== TASK STATEMENT ==
Turn only the lines of the records from the one containing "of the brass" through the one containing "254], [140, 254]]", both included, into a numbered list. Skip blank lines and leave the pictures out.

== Data records ==
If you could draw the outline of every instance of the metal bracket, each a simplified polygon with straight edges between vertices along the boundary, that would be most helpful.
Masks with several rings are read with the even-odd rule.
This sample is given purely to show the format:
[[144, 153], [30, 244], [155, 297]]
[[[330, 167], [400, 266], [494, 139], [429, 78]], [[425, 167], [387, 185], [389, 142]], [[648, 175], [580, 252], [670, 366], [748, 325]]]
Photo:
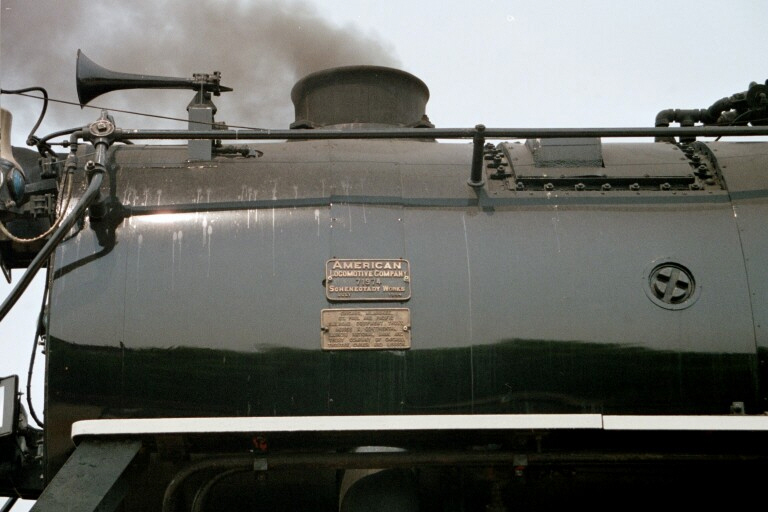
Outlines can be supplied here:
[[136, 439], [83, 440], [45, 488], [32, 512], [112, 512], [128, 489], [126, 469], [142, 443]]

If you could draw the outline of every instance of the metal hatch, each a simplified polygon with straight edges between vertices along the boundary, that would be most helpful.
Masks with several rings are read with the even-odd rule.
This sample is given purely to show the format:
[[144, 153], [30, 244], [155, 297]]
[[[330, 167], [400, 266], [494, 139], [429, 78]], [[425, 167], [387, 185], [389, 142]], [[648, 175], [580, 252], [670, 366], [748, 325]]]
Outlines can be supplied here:
[[502, 144], [496, 158], [502, 167], [507, 160], [504, 178], [511, 178], [509, 188], [518, 191], [724, 188], [715, 163], [701, 158], [698, 150], [689, 153], [660, 143], [640, 152], [629, 144], [603, 146], [597, 138], [529, 139], [525, 144]]

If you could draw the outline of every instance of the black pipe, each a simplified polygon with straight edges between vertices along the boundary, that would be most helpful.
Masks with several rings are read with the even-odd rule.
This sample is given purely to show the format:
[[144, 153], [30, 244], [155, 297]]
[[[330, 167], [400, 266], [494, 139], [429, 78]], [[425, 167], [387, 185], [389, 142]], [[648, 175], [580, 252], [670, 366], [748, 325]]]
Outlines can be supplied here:
[[77, 202], [73, 210], [70, 212], [69, 216], [61, 222], [58, 229], [53, 233], [53, 235], [51, 235], [51, 238], [48, 239], [43, 248], [40, 249], [40, 252], [37, 253], [35, 258], [29, 264], [26, 272], [24, 272], [24, 275], [21, 276], [19, 282], [16, 283], [13, 291], [5, 298], [2, 306], [0, 306], [0, 322], [2, 322], [11, 308], [13, 308], [14, 304], [16, 304], [16, 302], [19, 300], [21, 295], [32, 282], [32, 279], [37, 274], [37, 271], [40, 270], [40, 268], [45, 264], [48, 257], [51, 255], [51, 253], [53, 253], [53, 250], [56, 248], [59, 242], [61, 242], [61, 240], [66, 236], [70, 228], [75, 224], [80, 216], [85, 213], [85, 210], [88, 208], [91, 202], [95, 198], [99, 197], [99, 191], [101, 189], [101, 182], [103, 179], [104, 173], [101, 169], [99, 172], [95, 172], [93, 174], [88, 188], [85, 190], [85, 193]]
[[[469, 139], [476, 128], [391, 128], [379, 130], [115, 130], [123, 140], [281, 140], [281, 139]], [[691, 126], [682, 128], [486, 128], [485, 138], [551, 139], [569, 137], [679, 137], [768, 135], [768, 126]]]
[[472, 137], [472, 171], [467, 182], [470, 187], [482, 187], [483, 180], [483, 148], [485, 147], [485, 125], [475, 126]]

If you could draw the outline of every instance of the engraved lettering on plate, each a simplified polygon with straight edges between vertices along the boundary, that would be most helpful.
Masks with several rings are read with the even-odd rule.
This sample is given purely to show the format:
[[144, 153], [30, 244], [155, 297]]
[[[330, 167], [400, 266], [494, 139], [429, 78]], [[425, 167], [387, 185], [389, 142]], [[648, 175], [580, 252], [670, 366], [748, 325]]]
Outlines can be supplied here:
[[328, 260], [325, 296], [347, 302], [406, 301], [411, 298], [411, 267], [401, 259]]
[[411, 348], [408, 308], [323, 309], [323, 350], [406, 350]]

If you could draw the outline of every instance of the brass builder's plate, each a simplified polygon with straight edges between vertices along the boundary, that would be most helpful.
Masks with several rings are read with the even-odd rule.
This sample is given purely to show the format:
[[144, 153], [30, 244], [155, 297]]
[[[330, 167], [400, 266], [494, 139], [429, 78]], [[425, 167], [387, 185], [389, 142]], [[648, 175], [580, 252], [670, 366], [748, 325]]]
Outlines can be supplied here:
[[411, 348], [408, 308], [323, 309], [323, 350], [406, 350]]
[[325, 296], [333, 301], [406, 301], [411, 268], [402, 259], [331, 259], [325, 262]]

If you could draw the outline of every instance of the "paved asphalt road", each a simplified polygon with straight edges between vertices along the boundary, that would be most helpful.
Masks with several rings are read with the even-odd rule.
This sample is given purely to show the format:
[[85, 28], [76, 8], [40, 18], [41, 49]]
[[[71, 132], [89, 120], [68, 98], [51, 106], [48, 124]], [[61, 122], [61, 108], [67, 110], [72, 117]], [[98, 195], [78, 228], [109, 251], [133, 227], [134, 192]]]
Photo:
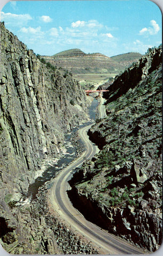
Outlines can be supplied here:
[[143, 252], [136, 246], [101, 229], [86, 220], [72, 205], [67, 190], [71, 187], [68, 181], [73, 175], [73, 169], [80, 167], [85, 158], [92, 158], [99, 149], [89, 140], [87, 132], [91, 125], [79, 130], [79, 133], [86, 146], [86, 150], [69, 166], [63, 170], [54, 179], [51, 189], [51, 199], [55, 211], [59, 214], [63, 222], [71, 226], [71, 229], [91, 242], [101, 254], [140, 254]]

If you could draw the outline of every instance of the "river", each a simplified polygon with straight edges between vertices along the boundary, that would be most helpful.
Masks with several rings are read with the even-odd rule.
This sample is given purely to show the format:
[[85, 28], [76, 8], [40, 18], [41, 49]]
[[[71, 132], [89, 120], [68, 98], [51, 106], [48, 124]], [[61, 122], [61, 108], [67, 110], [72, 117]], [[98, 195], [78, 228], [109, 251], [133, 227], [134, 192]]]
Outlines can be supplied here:
[[[46, 181], [53, 178], [56, 172], [63, 169], [75, 158], [77, 152], [76, 148], [72, 145], [71, 141], [72, 134], [76, 132], [79, 128], [82, 128], [82, 127], [88, 125], [91, 123], [93, 124], [93, 121], [96, 119], [97, 106], [97, 100], [94, 99], [88, 109], [90, 121], [74, 128], [71, 132], [65, 135], [64, 146], [66, 149], [66, 154], [53, 166], [48, 167], [41, 176], [37, 177], [34, 183], [29, 185], [27, 195], [28, 198], [31, 198], [31, 199], [35, 199], [39, 188]], [[82, 142], [81, 142], [81, 143]]]

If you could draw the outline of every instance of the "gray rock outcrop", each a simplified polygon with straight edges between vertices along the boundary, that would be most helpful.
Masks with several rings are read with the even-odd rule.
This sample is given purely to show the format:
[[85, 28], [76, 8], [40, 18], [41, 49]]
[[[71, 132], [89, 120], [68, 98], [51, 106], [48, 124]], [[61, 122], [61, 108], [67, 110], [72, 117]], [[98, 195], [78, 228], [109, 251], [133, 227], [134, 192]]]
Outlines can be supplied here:
[[21, 199], [42, 163], [63, 156], [64, 134], [86, 119], [86, 96], [69, 73], [42, 63], [4, 23], [1, 42], [1, 242], [12, 253], [58, 253], [44, 217]]

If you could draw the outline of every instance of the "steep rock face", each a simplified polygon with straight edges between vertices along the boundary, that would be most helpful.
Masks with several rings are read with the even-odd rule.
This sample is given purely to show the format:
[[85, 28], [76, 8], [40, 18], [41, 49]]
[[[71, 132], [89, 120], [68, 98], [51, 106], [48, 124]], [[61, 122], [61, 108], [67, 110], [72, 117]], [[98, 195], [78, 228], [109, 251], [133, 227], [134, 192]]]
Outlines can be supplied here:
[[89, 132], [102, 149], [74, 174], [69, 193], [89, 221], [150, 251], [162, 242], [161, 56], [154, 49], [133, 81], [128, 71], [109, 87], [107, 117]]
[[134, 88], [138, 83], [158, 67], [162, 61], [162, 47], [154, 48], [149, 52], [120, 75], [115, 77], [113, 83], [107, 88], [110, 91], [104, 93], [108, 103], [116, 100], [130, 88]]
[[[52, 231], [54, 250], [42, 244], [48, 237], [44, 218], [34, 220], [31, 210], [15, 204], [27, 194], [42, 162], [63, 155], [64, 133], [87, 118], [86, 97], [70, 74], [63, 76], [42, 63], [3, 23], [1, 41], [1, 237], [8, 251], [27, 253], [22, 245], [33, 230], [36, 237], [42, 235], [37, 241], [34, 236], [28, 253], [37, 253], [37, 242], [44, 248], [37, 252], [54, 253]], [[18, 245], [20, 250], [14, 251]]]

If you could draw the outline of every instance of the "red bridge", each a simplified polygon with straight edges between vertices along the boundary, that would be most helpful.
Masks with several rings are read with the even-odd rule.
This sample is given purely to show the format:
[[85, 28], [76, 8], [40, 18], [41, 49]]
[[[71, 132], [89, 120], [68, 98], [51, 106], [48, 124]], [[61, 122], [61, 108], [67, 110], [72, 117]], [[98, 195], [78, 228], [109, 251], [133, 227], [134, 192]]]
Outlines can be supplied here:
[[86, 94], [87, 95], [89, 95], [89, 93], [91, 92], [99, 92], [99, 96], [100, 95], [101, 93], [103, 92], [109, 92], [109, 90], [87, 90], [85, 91]]

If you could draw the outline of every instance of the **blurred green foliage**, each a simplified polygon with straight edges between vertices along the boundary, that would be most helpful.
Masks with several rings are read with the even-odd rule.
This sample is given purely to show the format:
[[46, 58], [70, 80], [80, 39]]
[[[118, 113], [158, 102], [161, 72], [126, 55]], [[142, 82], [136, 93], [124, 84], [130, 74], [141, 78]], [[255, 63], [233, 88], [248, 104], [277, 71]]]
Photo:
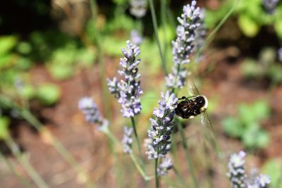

== RESULT OF THE TASK ==
1. If you could draw the outline of every instance of the brass builder's plate, each a simplified polygon with straight edges between vertices along the boundary, that would be most helpful.
2. Masks with several rings are read with the even-odd rule.
3. This sample is given purely to show the format:
4. [[144, 153], [30, 244], [155, 297]]
5. [[[330, 167], [400, 266], [494, 139], [429, 78]], [[425, 167], [387, 185], [389, 142]], [[648, 175], [580, 252], [670, 366], [748, 325]]]
6. Outlines can be supplied here:
7. [[411, 348], [408, 308], [323, 309], [323, 350], [406, 350]]
8. [[325, 296], [333, 301], [406, 301], [411, 268], [402, 259], [331, 259], [325, 262]]
9. If you could draw the outline of every instance of the "paved asphalt road", each a simplified polygon with straight edges between vertices along the boundary, that would be most helpful.
10. Masks with several rings are read with the even-odd rule.
11. This sample is given purely to show the format:
12. [[85, 28], [76, 8], [40, 18], [41, 49]]
13. [[[71, 132], [89, 120], [68, 98], [51, 106], [48, 124]], [[61, 122], [61, 108], [67, 110], [72, 117]], [[98, 195], [78, 228], [109, 251], [133, 227], [134, 192]]]
14. Photo:
15. Outlines can be supplied here:
16. [[143, 252], [136, 246], [101, 229], [86, 220], [72, 205], [67, 190], [71, 187], [68, 181], [73, 175], [73, 169], [80, 167], [85, 158], [92, 158], [99, 149], [89, 140], [87, 132], [91, 125], [79, 130], [79, 133], [86, 146], [86, 150], [69, 166], [63, 170], [54, 179], [51, 189], [51, 199], [55, 211], [59, 214], [63, 222], [71, 226], [71, 229], [91, 242], [101, 254], [140, 254]]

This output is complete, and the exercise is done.